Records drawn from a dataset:
'''

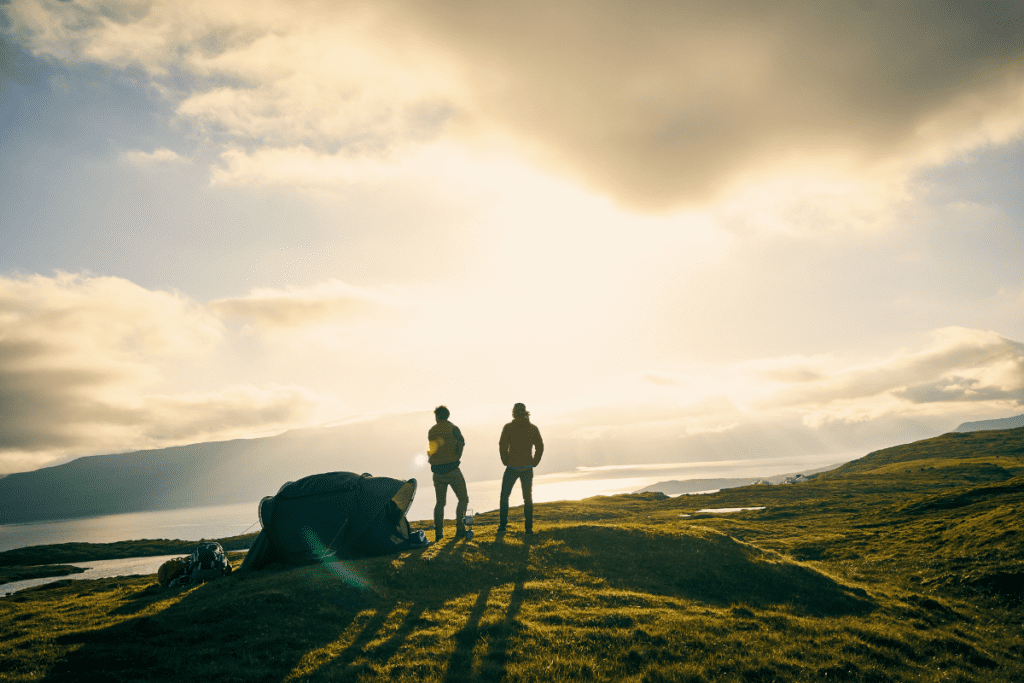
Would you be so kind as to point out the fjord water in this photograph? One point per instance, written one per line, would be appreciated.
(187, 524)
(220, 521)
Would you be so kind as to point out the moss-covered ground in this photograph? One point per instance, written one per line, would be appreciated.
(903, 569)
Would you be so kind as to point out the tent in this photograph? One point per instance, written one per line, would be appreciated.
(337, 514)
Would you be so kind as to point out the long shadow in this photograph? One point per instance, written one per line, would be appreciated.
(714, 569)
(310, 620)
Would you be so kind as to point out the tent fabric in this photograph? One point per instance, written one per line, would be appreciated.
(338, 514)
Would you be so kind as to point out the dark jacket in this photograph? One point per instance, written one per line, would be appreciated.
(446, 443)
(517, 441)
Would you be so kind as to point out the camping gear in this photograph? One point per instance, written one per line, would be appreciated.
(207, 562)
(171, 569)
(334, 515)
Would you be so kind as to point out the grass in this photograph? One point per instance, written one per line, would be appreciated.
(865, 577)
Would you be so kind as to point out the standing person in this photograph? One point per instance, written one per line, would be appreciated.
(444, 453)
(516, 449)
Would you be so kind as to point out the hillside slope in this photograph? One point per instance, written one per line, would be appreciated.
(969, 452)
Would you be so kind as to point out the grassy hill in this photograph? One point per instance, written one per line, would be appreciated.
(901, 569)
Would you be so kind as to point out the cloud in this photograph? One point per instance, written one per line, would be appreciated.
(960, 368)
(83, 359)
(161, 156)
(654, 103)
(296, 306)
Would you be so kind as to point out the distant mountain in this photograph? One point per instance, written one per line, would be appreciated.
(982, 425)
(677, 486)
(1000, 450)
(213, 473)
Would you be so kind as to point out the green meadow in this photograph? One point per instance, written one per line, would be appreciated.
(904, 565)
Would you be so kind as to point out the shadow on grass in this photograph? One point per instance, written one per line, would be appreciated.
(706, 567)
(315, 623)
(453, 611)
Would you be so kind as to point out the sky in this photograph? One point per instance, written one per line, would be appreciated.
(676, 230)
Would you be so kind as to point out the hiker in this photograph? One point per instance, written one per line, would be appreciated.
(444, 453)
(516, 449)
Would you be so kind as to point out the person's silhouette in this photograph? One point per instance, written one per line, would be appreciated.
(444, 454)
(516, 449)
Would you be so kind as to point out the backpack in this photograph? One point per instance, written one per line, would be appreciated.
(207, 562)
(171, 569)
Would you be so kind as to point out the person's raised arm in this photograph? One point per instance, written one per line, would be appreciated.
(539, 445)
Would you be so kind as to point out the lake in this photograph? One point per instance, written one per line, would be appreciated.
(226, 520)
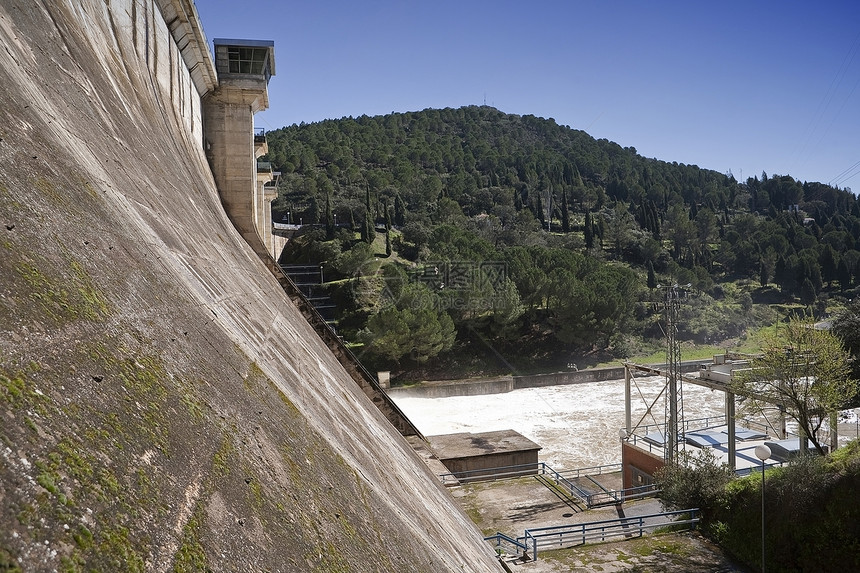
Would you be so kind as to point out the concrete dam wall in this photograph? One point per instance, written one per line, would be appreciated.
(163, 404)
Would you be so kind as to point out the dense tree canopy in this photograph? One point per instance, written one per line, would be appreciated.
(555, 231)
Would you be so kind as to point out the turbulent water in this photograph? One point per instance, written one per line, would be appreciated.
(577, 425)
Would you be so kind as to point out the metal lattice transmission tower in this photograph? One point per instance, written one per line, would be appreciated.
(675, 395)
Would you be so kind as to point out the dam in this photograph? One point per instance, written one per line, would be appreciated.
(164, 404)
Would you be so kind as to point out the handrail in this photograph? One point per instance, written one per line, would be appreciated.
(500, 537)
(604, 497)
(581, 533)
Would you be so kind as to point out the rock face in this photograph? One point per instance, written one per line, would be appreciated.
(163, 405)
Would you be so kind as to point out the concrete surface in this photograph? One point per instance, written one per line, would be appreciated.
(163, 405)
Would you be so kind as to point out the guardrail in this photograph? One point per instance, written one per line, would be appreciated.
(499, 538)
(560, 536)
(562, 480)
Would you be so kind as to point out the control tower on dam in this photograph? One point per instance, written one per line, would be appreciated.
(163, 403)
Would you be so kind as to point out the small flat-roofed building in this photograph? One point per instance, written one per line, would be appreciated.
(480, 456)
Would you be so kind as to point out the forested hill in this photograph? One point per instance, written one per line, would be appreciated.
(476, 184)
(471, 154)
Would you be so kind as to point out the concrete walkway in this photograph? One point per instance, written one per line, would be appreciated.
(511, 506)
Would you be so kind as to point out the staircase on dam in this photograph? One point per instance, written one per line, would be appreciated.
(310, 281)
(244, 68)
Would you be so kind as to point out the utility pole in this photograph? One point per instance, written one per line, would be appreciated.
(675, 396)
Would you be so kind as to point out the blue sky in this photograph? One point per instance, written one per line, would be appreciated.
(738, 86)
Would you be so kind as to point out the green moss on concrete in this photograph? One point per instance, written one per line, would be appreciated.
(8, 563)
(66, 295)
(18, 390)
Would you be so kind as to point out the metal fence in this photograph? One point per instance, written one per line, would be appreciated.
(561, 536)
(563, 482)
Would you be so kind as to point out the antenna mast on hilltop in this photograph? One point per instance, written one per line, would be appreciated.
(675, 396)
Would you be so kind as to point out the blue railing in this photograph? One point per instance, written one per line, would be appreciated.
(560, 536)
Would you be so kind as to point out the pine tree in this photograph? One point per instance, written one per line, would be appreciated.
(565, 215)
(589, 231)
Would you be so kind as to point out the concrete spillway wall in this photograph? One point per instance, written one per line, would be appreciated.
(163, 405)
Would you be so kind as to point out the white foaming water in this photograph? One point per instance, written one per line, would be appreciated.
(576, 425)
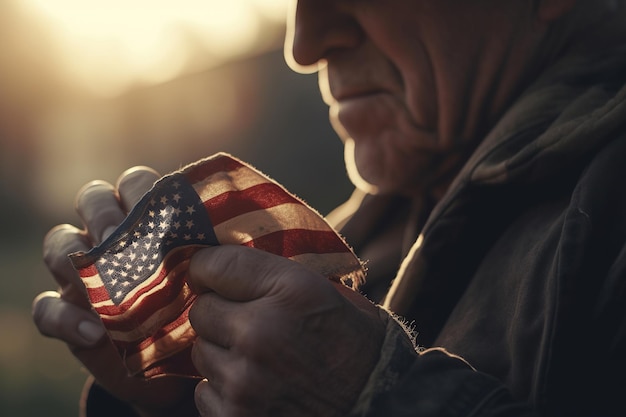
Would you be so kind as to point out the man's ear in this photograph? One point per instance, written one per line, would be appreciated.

'''

--- Task details ---
The full text of the data above, exact and without pictures, is what to return.

--- Written solution ---
Would you be so kind as to point out the fjord water in this photograph? One point per instance, written one per line, would be appreciated.
(187, 524)
(220, 521)
Would you be so kind as to point out the moss-covered ground in this photograph? One point per instance, written one per line, would be appreciated.
(903, 569)
Would you be so kind as to point out the tent in this photograph? One point per instance, written one per line, would be appreciated.
(337, 514)
Would you be so kind as to point out the long shadow in this photograph? One point per instance, written one per line, would be appreciated.
(714, 569)
(310, 620)
Would you be so kind as to point out the tent fabric in this photograph? One point per instance, written one per line, would be appreciated.
(338, 514)
Would you be so kind as to point out the dark jacket in this photograph? One point per instance, written one per line, would be appreciated.
(446, 443)
(517, 441)
Would you be so kind as to point out the camping gear in this photograph? One point per instance, written one per line, would be appreciated.
(207, 562)
(171, 569)
(334, 515)
Would you be so kind as to point out the grass in this photograph? One point per instance, written one per line, would be appreciated.
(865, 577)
Would you be so kind as to point out the standing person in this photograph? One point per instance, written one per line, would be appreciated.
(444, 453)
(516, 449)
Would you be so kind as to point out the hillside slope in this photograph? One point per instance, written one per line, would be appreciated.
(969, 452)
Would you be so kind as to point out the grassy hill in this photograph? One point per instance, written one per line, would be appreciated.
(901, 569)
Would you be so kind as to point out the cloud in this photograph? One point per instance, written one per line, would be appreciated.
(960, 368)
(83, 359)
(161, 156)
(654, 103)
(296, 306)
Would you be so kind as to point out the distant mountain in this photograph? One point per instance, written one per line, would be appreciated.
(982, 425)
(677, 486)
(1000, 450)
(213, 473)
Would you be so kind as to point out the green meadow in this photograph? One point per instance, written one per line, would be appreciated.
(904, 565)
Would you be so kind as to point out the shadow on grass in this photograph? One point per instance, written one per line, would be appreciated.
(706, 567)
(315, 623)
(453, 611)
Would you be so kind as to point out the sky in this photograph? One point per instance, written one per line, would be appreciated.
(676, 230)
Would you be so kind as to point out the hiker in this photograph? One point per instance, written one per line, would be appreciated.
(444, 453)
(516, 449)
Would you be so kind as to point out the person's silhouette in this photograph? One point per instance, written one per line, would be appreciated.
(444, 454)
(516, 449)
Would you be so kind as to point out the backpack in this photograph? One point per instance, written one per line, would be appreciated.
(207, 562)
(171, 569)
Would you be so kind as to point out the person's raised arm in this photograph? One point per instance, written one per line, would be appreciated.
(539, 445)
Would you be so kind as to point out the lake in this photograph? One point per instance, written one per line, would be appreciated.
(226, 520)
Would you be so kind as to point out the concrete dam wall in this photograph? One point per instance, written one per line, would be appreciated.
(163, 404)
Would you be so kind as to point out the dense tree canopy in this photograph? One point per instance, written one per line, would be appreciated.
(555, 231)
Would you be so kind as to point out the turbulent water in this photograph? One point per instance, written one per line, would be appreciated.
(577, 425)
Would you be so kind as to point out the metal lattice transmission tower in this photograph? One point per instance, written one per line, would be appreciated.
(675, 395)
Would you be so kind as to point out the dam in this photograph? One point per instance, written one per line, would be appreciated.
(164, 404)
Would you be so kind as to point out the handrail in this photograph? One point per instance, written one per line, would be appreciated.
(500, 537)
(604, 497)
(581, 533)
Would you be so kind as to point out the rock face in this photograph? One point per instance, written one per line, would be appreciated.
(163, 405)
Would you be so kind as to point out the concrete surface in this photograph? One point per instance, written one per line, would be appreciated.
(163, 405)
Would you be so kind as to point out the guardrail in this photograph? One point per instance, written one per line, would be appreciated.
(499, 538)
(560, 536)
(562, 480)
Would you be so kind as to point out the control tower on dam in this photograph? One point per instance, written one per line, would be appreciated.
(163, 403)
Would you be so kind as to point out the small flat-roofed building in this photograph? One point per instance, written one per line, would be appreciated.
(480, 456)
Would you be so kind as to point out the forested hill in this photograph? One point per instance, written one per line, would be appreciated.
(476, 184)
(471, 154)
Would you be so kind as to point out the concrete walkway in this photograph? One point per instance, written one per line, would be appreciated.
(511, 506)
Would you be so kind as to point out the staircase on dam in this photograph? One point per instance, written one per line, would be appreciated.
(310, 281)
(244, 68)
Would you be so kind as to point out the utility pole in this photograph? One point per instance, written one per line, would be appreciated.
(675, 396)
Would you be so kind as to point out the blue sky in this photograph? One point per instance, written one per line, would be appreciated.
(738, 86)
Would you be so kind as to point out the green moss on concrete in this photograph? One point per instance, written one per line, would be appreciated.
(8, 563)
(66, 295)
(18, 390)
Would you be so kind as to point out the metal fence in this photograph? One point per instance, written one per line, would be appreciated.
(561, 536)
(563, 482)
Would you be so kind as to point out the antenna mast on hilltop in this photograph? One point per instance, written one per line, would be appreciated.
(675, 396)
Would you be so kind as to point out the blue railing in this photograph? One point per instance, written one per line, would be appreciated.
(560, 536)
Would you be so kind as to point out the pine tree in this photograph? One point per instance, written one per line, would be appreciated.
(565, 215)
(589, 231)
Would you be so kind as to point out the concrete spillway wall in this photograph? One point per instance, written one per line, would be appreciated.
(163, 405)
Would you be so kind as to point out the white foaming water in this photograph? One point per instance, written one per line, would be appreciated.
(576, 425)
Would you be so kind as to point out the man's ear in this photograph? One point per instance, written one per line, would be appreciated.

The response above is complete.